[BEGIN Document excerpt]

Top panel: example of Jupiter spectral region (zonally averaged) encompassing CH4 lines and the H2O v2 lines at 75S (red), 65S (blue) and 25S (black). The vertical lines display the spectral features of CH4 (black) and NH3 (orange). Bottom left panel: same but for HCN v2 band (zonally averaged) next to C2H2 lines. Bottom right panel: same but for CO2 v2 band. The grey regions mark the positions of the emission lines of each molecule. The spectra at 65S is shifted to match the continuum emission of the 75S spectrum. The offset values in nWcm−2sr−1/cm−1 are indicated in the legend of each panel.

3 Modelling

3.1 Radiative transfer code

In the mid-infrared, the contrast of the spectral lines of a given chemical species is mainly due to two factors: (i) the contrast between the temperature at the pressure level that the observations are sensitive to and the temperature of the pressure where the continuum emission is formed; and (ii) the abundance of the molecules that generate the emission line at that pressure level. To retrieve the molecular abundances, we used the same 1D radiative transfer model that was previously used for the retrieval of the temperature and hydrocarbons abundances from the same # 1373 JWST dataset by Rodríguez-Ovalle et al. (2024a). This radiative transfer code accounts for spherical geometry, which is needed to analyse spectra acquired towards the limb of the planet. The model includes 361 vertical layers equally spaced in a logarithmic scale of pressure between 10 and 10−8 bar.

[END Document excerpt]

▸ **Exercise requirements**
[a] Please retype the Jupiter spectroscopy excerpt from "In the mid-infrared, the" up to and including "and 10−8 bar.".
[b] In the Jupiter spectroscopy excerpt, how many vertical layers does the model include?
[c] Condense the paragraph of the Jupiter spectroscopy excerpt beginning "In the mid-infrared, the contrast" into a short bulleted list that keeps its main facts.
The items after this are not required.

[BEGIN Record extracts]

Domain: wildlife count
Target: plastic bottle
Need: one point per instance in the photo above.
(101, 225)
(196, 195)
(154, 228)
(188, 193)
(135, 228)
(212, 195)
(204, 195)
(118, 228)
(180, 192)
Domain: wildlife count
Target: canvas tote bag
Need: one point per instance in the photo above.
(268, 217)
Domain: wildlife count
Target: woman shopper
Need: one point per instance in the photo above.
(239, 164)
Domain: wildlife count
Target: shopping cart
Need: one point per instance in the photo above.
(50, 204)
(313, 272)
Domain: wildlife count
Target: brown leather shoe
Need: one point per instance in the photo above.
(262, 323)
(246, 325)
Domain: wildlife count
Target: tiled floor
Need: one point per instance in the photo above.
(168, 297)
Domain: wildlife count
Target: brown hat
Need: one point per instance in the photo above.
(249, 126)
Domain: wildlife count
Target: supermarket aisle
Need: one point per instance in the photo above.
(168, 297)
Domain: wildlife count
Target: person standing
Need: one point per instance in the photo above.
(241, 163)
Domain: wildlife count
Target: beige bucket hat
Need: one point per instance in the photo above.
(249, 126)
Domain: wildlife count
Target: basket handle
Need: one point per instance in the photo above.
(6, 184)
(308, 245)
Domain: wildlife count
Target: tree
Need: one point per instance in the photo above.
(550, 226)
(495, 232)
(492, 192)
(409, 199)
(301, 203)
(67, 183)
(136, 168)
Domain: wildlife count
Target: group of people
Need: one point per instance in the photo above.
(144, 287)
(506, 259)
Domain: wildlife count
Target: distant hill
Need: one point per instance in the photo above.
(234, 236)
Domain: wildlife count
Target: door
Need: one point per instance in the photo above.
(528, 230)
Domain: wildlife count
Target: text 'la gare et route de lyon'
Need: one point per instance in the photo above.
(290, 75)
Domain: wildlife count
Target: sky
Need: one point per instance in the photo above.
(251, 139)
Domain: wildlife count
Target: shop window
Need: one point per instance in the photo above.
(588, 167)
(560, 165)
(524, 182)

[END Record extracts]
[BEGIN Record extracts]

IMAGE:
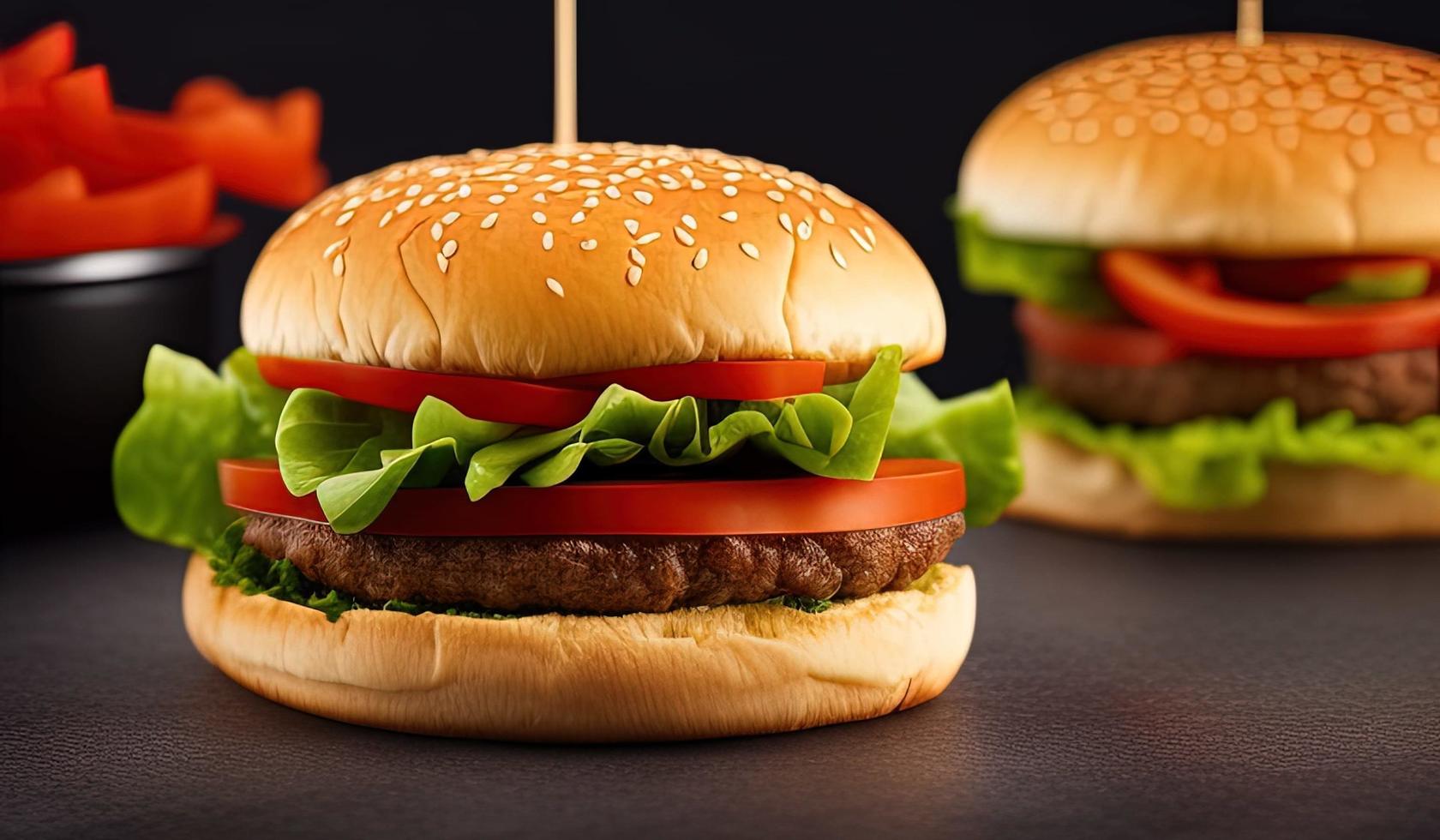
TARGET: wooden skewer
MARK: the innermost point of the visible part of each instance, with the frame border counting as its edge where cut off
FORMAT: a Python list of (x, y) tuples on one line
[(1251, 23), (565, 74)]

[END Record extracts]

▸ **Expected responses**
[a]
In the mid-infrared, the contrast of the spectral lines of a given chemical species is mainly due to two factors: (i) the contrast between the temperature at the pressure level that the observations are sensitive to and the temperature of the pressure where the continuum emission is formed; and (ii) the abundance of the molecules that generate the emission line at that pressure level. To retrieve the molecular abundances, we used the same 1D radiative transfer model that was previously used for the retrieval of the temperature and hydrocarbons abundances from the same # 1373 JWST dataset by Rodríguez-Ovalle et al. (2024a). This radiative transfer code accounts for spherical geometry, which is needed to analyse spectra acquired towards the limb of the planet. The model includes 361 vertical layers equally spaced in a logarithmic scale of pressure between 10 and 10−8 bar.

[b] 361 vertical layers.

[c]
- In the mid-infrared, spectral line contrast depends mainly on two factors:
  - the temperature contrast between the pressure level the observations sense and the level where the continuum emission forms
  - the abundance of the emitting molecules at that pressure level
- Molecular abundances were retrieved with the same 1D radiative transfer model that Rodríguez-Ovalle et al. (2024a) used for temperature and hydrocarbon abundances from the same # 1373 JWST dataset.
- The code accounts for spherical geometry, which is needed for spectra taken toward the limb.
- The model has 361 vertical layers, equally spaced in log pressure between 10 and 10−8 bar.